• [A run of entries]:

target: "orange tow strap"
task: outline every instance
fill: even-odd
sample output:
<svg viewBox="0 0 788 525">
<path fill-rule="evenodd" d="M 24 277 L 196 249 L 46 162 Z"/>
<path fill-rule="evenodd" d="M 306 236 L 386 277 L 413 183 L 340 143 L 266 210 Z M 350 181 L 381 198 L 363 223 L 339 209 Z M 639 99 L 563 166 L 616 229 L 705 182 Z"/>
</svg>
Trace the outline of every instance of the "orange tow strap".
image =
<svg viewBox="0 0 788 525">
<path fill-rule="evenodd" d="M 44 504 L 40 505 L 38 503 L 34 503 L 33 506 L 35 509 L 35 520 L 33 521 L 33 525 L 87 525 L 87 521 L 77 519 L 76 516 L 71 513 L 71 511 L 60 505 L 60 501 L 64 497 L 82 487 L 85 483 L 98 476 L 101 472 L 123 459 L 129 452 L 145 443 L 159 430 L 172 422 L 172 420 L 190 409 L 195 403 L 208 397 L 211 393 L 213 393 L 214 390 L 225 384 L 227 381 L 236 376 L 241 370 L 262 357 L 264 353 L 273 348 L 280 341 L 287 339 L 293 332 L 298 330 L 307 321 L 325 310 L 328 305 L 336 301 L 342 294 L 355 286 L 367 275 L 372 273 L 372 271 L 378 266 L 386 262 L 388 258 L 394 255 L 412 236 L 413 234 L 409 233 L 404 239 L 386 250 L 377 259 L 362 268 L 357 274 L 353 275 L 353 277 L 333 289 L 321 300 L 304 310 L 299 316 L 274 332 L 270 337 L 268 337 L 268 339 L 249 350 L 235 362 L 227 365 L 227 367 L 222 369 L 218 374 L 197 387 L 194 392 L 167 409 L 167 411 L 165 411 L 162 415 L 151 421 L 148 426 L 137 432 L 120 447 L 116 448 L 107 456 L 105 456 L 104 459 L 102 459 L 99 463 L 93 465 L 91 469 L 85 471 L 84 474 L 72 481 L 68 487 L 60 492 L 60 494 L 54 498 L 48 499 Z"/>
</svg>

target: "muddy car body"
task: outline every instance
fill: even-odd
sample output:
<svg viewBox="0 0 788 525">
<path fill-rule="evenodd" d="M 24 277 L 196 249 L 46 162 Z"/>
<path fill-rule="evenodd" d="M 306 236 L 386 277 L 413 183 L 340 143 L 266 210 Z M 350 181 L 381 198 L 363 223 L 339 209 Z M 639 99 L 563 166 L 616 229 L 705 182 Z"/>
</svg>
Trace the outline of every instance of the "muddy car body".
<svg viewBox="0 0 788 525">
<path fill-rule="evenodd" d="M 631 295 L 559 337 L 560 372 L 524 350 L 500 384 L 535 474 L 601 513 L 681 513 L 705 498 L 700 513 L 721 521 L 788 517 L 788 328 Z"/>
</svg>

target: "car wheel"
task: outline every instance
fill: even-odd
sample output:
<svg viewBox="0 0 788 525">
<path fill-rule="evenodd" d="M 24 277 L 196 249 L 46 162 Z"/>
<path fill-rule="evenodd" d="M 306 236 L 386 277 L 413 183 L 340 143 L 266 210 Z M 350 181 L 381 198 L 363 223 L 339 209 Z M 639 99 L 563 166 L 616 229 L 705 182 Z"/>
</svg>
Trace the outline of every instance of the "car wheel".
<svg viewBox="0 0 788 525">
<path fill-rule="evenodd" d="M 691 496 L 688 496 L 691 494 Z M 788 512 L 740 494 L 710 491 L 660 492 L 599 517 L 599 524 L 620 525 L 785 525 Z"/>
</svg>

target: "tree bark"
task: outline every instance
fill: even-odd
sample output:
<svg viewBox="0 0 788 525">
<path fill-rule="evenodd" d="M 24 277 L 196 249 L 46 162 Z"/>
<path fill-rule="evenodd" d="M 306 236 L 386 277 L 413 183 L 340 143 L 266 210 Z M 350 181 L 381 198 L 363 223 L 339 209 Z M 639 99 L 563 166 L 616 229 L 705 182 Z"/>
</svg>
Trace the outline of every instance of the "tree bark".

...

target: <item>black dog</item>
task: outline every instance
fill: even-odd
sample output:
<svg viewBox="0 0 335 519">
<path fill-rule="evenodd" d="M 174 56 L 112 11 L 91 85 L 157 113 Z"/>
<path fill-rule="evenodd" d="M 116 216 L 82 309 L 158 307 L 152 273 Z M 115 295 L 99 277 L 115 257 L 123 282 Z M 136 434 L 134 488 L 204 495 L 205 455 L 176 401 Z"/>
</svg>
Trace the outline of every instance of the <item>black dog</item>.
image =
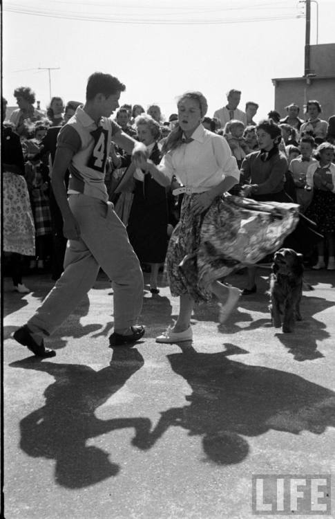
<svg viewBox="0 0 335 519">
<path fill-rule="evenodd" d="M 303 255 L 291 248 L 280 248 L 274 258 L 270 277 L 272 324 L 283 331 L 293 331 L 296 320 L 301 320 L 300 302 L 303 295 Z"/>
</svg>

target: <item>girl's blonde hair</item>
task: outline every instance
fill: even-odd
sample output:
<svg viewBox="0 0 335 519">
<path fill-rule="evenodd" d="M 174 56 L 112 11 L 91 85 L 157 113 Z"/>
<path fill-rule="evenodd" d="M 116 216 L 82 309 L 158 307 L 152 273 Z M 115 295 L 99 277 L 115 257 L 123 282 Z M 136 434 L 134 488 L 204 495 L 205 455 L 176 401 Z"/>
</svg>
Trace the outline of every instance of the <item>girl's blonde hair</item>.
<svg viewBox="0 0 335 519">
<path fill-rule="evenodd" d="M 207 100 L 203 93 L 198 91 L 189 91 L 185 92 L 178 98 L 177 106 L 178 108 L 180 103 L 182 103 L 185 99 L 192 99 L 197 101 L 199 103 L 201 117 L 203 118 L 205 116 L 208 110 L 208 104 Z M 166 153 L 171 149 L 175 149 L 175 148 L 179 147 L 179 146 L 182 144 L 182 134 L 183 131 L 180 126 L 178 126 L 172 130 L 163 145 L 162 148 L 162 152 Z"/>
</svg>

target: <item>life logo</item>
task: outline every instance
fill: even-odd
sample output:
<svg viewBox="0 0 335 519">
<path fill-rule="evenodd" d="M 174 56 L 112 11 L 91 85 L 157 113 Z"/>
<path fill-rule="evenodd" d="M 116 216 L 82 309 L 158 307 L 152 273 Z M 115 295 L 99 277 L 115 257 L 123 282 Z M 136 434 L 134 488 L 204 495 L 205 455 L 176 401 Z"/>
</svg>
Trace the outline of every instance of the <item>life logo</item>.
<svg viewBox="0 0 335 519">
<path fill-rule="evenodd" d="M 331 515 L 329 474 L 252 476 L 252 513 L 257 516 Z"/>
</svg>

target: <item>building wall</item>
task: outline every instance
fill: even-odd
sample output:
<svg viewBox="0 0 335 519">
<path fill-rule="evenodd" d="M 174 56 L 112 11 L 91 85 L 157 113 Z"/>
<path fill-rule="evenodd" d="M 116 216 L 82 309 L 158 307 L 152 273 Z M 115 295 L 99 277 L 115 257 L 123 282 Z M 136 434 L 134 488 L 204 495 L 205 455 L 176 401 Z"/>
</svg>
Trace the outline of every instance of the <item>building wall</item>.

==

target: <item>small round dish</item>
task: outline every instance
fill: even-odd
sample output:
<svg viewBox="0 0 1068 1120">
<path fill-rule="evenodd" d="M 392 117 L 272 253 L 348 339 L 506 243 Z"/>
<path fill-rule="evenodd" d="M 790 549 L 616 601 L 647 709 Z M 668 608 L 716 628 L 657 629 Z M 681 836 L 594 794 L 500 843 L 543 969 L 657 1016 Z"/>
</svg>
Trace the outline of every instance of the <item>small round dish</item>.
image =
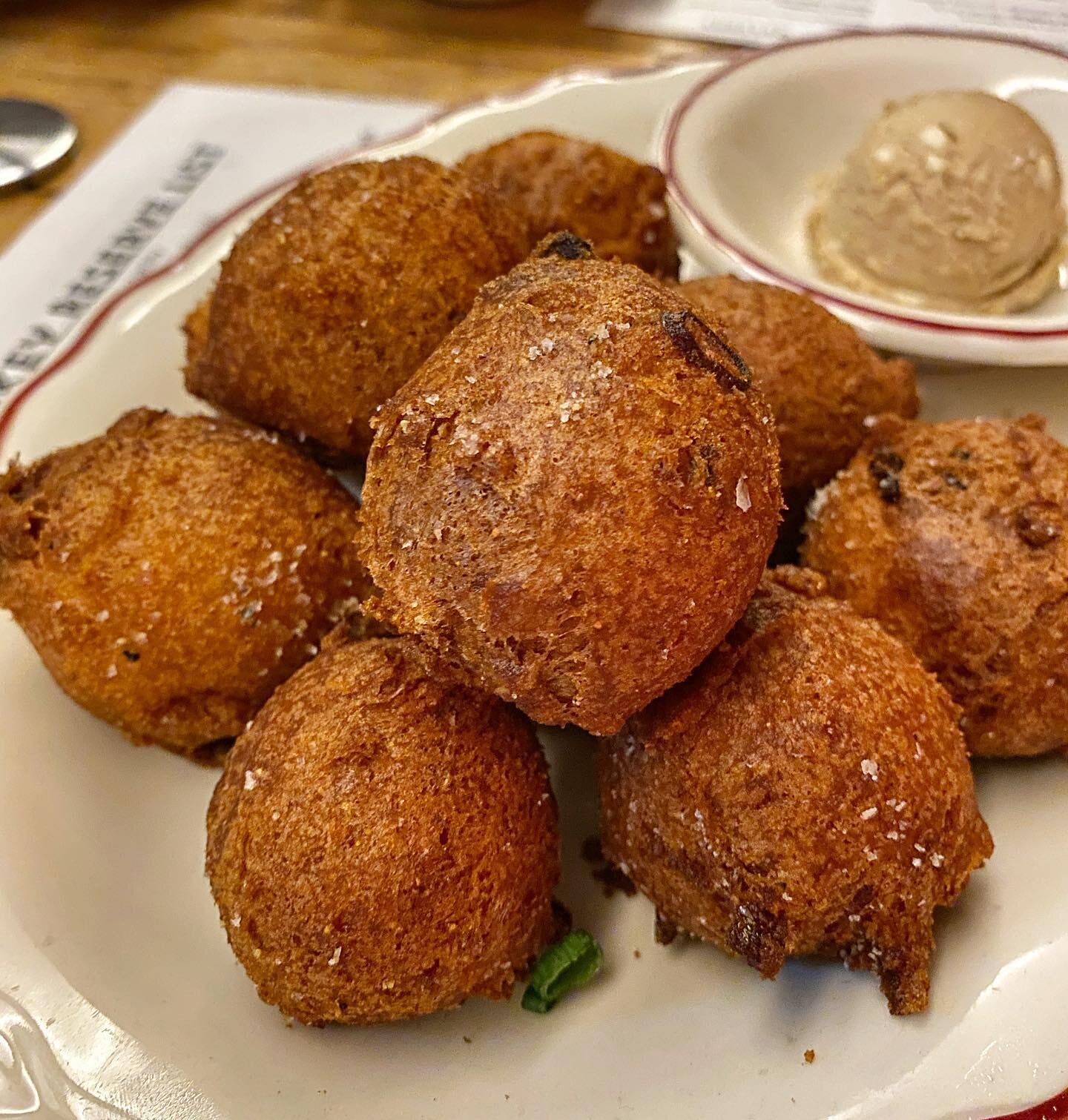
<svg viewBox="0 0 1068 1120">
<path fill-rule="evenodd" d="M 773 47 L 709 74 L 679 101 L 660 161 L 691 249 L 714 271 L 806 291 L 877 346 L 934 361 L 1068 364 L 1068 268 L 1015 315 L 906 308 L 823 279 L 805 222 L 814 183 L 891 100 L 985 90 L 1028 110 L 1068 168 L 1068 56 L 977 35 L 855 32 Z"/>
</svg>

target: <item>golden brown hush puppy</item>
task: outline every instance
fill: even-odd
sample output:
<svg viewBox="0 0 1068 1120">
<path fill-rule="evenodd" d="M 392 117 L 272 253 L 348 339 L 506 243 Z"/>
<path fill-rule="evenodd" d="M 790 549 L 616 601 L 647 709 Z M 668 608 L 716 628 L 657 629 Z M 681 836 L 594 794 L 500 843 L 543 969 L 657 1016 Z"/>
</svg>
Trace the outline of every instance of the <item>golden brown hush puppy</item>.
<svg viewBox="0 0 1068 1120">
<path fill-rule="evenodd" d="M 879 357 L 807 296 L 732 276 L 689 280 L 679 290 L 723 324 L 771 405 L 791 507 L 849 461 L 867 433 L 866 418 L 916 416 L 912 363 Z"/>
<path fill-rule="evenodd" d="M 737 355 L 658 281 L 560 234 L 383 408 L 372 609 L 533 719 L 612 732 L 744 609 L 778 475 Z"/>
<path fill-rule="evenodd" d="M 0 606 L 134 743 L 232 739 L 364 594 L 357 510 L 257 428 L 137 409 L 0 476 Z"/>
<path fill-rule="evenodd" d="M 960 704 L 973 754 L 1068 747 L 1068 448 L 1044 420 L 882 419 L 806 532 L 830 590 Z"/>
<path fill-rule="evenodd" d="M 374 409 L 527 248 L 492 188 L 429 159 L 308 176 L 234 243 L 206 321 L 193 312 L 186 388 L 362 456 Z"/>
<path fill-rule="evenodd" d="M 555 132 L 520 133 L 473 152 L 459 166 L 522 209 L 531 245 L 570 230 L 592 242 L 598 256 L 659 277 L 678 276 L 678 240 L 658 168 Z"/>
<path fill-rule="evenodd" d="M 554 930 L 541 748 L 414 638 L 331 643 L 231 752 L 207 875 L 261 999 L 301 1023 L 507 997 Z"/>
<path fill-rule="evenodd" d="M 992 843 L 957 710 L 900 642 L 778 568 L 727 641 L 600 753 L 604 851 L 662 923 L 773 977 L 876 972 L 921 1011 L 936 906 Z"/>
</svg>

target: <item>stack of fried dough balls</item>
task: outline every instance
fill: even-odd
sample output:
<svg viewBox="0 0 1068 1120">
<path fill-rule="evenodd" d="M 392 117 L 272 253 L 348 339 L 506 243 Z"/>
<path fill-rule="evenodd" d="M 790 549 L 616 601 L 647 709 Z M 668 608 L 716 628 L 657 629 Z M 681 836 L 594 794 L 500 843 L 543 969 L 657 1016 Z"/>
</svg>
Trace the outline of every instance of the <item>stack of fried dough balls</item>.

• [THE TASK]:
Count the lines in the entries above that contain the string "Trace", matching case exactly, and please reply with the number alone.

• [RESULT OF THIS TASK]:
11